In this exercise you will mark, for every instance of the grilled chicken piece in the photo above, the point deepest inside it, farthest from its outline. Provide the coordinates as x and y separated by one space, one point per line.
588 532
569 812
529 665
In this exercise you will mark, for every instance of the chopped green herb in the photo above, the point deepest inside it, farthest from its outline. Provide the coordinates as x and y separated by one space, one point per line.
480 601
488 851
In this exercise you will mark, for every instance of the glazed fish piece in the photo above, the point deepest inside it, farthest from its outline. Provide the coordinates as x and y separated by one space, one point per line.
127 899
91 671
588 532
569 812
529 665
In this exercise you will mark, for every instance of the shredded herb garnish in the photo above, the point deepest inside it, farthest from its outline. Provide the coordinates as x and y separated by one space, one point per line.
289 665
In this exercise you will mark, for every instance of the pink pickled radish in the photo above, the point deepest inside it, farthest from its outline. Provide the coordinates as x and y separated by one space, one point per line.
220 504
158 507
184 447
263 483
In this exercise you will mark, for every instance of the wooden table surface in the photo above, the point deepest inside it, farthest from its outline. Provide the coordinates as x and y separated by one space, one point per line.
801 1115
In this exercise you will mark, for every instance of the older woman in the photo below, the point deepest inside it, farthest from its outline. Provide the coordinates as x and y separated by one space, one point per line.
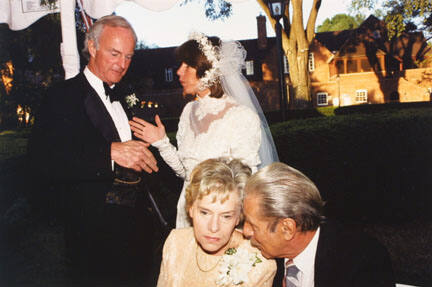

****

▶ _WHAT IS BEING ASKED_
Keep every word of the records and none of the pictures when you print them again.

▶ _EXPECTED ANSWER_
In this exercise you will mark, for every instance of the grilled chicken piece in the photo above, the point deepest inside it, farthest from its outline. Provide the coordinates as x and y separated by one space, one point per line.
588 532
569 812
529 665
In this exercise you will mark, for every instance of the chopped green herb in the photo above, the point deepest inside it, farthest from its outline. Provide the coordinates as x and y separated by one space, one point per line.
480 601
488 851
In this exercise you will mark, for every instance of the glazed fish piece in the photo above, the point deepest inside it, farthest from its outline. Provide the coordinates as x and y separated by one space, one point per line.
127 899
91 671
588 532
569 812
529 665
In this exercise you will mark, for every instance of the shredded herb garnish in the photo above, the point deepest inside it, farthest from its outline. Provide the coordinates as x and y separated by one space, one point per line.
289 665
In this exercise you will mark, for every instance of the pink pickled radish in the photo above, the point deepest inside it, farthest from its outline. Provide the coordinates as x and y separated by one space, one point per line.
220 504
158 507
184 447
263 483
In this exercise you will mark, for every instance of the wooden table surface in the photo above, the point deepest inside it, farthest from its outline. Provide the coordinates as x and y separated by one space, one point per line.
801 1115
In this exercise you will mark, for every instance of the older woman in the photo below, the point deepest inside it, farthest from its outline. Provide the coordinates as x and y separated by one space, one point per line.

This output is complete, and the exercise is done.